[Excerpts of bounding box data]

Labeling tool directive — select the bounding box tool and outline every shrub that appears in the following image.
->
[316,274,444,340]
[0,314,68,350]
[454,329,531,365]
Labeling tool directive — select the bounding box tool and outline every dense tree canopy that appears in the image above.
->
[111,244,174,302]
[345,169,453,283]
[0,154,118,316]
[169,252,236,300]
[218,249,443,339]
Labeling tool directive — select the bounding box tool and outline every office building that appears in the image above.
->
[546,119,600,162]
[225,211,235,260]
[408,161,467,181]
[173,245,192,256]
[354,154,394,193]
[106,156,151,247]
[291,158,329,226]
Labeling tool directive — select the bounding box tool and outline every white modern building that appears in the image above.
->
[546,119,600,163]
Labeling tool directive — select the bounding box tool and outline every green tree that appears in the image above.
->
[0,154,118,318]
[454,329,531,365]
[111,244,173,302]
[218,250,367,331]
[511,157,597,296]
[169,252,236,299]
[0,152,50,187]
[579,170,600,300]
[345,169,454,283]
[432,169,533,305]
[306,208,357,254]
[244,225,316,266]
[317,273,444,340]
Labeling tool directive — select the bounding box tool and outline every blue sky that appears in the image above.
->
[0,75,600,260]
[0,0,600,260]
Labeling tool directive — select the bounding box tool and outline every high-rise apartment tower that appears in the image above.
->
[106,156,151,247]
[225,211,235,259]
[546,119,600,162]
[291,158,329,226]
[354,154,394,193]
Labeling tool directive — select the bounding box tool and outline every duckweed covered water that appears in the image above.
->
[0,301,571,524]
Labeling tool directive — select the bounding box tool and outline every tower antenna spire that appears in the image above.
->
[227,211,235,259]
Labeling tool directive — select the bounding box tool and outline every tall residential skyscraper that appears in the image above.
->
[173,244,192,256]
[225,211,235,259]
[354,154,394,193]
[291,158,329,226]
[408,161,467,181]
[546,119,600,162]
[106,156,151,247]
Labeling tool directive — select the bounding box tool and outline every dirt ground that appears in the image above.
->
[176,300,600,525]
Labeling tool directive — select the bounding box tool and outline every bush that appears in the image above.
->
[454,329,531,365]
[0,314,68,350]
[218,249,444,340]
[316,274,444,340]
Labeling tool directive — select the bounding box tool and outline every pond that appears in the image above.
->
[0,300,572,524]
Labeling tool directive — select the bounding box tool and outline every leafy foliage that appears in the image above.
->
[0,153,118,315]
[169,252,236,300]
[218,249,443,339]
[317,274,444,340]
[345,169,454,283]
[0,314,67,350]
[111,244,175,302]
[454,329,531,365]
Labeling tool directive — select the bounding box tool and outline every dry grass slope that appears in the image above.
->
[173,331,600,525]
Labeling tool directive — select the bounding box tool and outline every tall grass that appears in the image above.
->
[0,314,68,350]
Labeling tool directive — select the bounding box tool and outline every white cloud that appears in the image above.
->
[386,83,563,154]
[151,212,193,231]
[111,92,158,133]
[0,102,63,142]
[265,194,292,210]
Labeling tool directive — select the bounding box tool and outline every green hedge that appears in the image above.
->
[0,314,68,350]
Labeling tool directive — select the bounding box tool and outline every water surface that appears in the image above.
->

### WHAT THE TASK ASKS
Please collect every row above that contains the word "tree" and copy each of those rows in full.

### EXERCISE SOLUTION
Labeling tool directive — select the bounding box tool and outline every dense tree canopy that appears in the image above.
Labeling tool directive — select the bounding box tool and outline every green tree that appears in the image above.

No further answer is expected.